### The request
Count the lines in the data below that contain the string "field". Reply with the number alone.

====== Dataset records

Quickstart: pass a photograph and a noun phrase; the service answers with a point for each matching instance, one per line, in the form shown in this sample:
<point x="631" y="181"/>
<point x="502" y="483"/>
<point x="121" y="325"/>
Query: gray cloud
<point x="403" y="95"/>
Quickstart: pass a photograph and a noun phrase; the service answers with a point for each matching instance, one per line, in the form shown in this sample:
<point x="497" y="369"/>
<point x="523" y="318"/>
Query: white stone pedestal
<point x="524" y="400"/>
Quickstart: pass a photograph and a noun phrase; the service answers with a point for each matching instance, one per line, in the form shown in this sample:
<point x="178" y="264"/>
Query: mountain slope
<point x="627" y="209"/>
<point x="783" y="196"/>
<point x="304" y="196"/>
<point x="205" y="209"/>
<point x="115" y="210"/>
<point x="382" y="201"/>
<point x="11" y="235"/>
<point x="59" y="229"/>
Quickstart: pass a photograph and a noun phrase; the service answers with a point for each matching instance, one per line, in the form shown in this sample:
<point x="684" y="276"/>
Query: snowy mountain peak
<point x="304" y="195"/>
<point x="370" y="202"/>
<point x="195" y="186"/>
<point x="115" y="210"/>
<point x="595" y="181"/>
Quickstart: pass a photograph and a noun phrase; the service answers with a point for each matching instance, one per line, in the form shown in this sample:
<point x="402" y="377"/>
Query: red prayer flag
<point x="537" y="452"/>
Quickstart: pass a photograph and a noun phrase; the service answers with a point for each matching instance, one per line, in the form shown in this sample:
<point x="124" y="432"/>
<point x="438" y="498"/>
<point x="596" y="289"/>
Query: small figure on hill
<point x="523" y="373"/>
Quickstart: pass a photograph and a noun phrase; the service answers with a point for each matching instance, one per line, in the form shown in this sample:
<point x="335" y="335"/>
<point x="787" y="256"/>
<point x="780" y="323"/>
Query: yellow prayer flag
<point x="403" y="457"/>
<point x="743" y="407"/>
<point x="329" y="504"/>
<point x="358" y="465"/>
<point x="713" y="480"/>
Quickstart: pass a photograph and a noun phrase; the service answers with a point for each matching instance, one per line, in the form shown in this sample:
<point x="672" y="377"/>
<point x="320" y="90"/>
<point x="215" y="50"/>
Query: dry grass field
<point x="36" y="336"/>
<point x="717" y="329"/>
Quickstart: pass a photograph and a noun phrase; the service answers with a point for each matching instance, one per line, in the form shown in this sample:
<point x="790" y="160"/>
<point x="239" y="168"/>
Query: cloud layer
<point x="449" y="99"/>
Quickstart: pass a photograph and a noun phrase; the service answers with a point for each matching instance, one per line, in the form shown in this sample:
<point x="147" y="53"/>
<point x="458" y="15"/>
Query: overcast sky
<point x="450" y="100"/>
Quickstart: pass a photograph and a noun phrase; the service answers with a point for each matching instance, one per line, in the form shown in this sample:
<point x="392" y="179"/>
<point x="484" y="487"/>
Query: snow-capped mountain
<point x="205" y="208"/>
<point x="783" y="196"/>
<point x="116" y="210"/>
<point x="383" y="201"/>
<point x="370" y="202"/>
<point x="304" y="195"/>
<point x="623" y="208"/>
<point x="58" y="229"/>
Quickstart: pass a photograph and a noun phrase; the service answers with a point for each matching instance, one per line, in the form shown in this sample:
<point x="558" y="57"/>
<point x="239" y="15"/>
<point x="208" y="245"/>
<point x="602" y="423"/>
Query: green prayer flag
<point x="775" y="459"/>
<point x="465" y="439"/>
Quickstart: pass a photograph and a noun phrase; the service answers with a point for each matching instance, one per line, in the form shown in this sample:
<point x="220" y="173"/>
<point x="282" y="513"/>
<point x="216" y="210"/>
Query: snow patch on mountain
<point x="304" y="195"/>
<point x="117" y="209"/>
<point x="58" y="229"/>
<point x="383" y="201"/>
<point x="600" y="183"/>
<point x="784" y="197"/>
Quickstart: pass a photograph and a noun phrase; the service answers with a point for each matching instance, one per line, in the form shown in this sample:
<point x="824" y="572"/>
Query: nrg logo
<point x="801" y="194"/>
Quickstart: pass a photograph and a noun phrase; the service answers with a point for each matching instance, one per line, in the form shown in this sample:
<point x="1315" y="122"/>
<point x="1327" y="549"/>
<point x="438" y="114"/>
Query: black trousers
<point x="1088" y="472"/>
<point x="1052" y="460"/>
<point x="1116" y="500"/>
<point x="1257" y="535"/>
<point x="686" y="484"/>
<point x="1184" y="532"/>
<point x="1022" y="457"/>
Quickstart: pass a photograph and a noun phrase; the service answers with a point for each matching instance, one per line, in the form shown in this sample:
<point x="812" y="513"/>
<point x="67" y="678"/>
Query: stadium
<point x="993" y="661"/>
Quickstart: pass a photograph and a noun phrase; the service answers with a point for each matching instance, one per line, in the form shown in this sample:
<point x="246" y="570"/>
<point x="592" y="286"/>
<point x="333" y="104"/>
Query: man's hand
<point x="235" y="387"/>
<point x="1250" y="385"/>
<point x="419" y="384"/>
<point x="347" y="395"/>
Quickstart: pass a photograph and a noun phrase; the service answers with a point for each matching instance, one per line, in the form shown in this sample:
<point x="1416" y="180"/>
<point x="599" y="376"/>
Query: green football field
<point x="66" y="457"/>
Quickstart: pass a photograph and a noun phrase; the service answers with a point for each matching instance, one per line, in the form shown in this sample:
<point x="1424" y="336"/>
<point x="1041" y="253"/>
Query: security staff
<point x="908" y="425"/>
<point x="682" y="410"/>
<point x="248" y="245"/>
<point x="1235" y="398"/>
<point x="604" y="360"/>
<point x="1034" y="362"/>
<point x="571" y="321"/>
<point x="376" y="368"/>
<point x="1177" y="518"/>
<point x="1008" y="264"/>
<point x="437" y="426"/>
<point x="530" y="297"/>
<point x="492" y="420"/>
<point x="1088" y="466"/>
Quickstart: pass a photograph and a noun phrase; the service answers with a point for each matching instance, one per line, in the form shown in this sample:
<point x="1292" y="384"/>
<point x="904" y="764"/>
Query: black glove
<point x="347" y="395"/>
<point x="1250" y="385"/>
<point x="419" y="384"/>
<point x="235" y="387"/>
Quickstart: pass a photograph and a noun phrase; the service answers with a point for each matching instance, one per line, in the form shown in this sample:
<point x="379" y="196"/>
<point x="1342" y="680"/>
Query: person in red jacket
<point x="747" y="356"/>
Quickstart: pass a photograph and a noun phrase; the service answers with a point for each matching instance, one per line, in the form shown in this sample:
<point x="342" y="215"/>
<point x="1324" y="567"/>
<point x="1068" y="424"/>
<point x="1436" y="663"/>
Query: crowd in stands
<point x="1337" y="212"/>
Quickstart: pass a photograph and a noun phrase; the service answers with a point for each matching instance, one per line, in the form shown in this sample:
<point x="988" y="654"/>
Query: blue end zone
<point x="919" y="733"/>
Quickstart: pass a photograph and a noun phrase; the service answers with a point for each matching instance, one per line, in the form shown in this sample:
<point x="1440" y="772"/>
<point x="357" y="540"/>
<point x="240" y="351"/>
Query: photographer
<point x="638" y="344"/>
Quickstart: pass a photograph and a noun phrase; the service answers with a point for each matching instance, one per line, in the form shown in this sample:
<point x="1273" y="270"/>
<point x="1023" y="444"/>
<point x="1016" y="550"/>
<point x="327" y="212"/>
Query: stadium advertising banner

============

### Solution for this task
2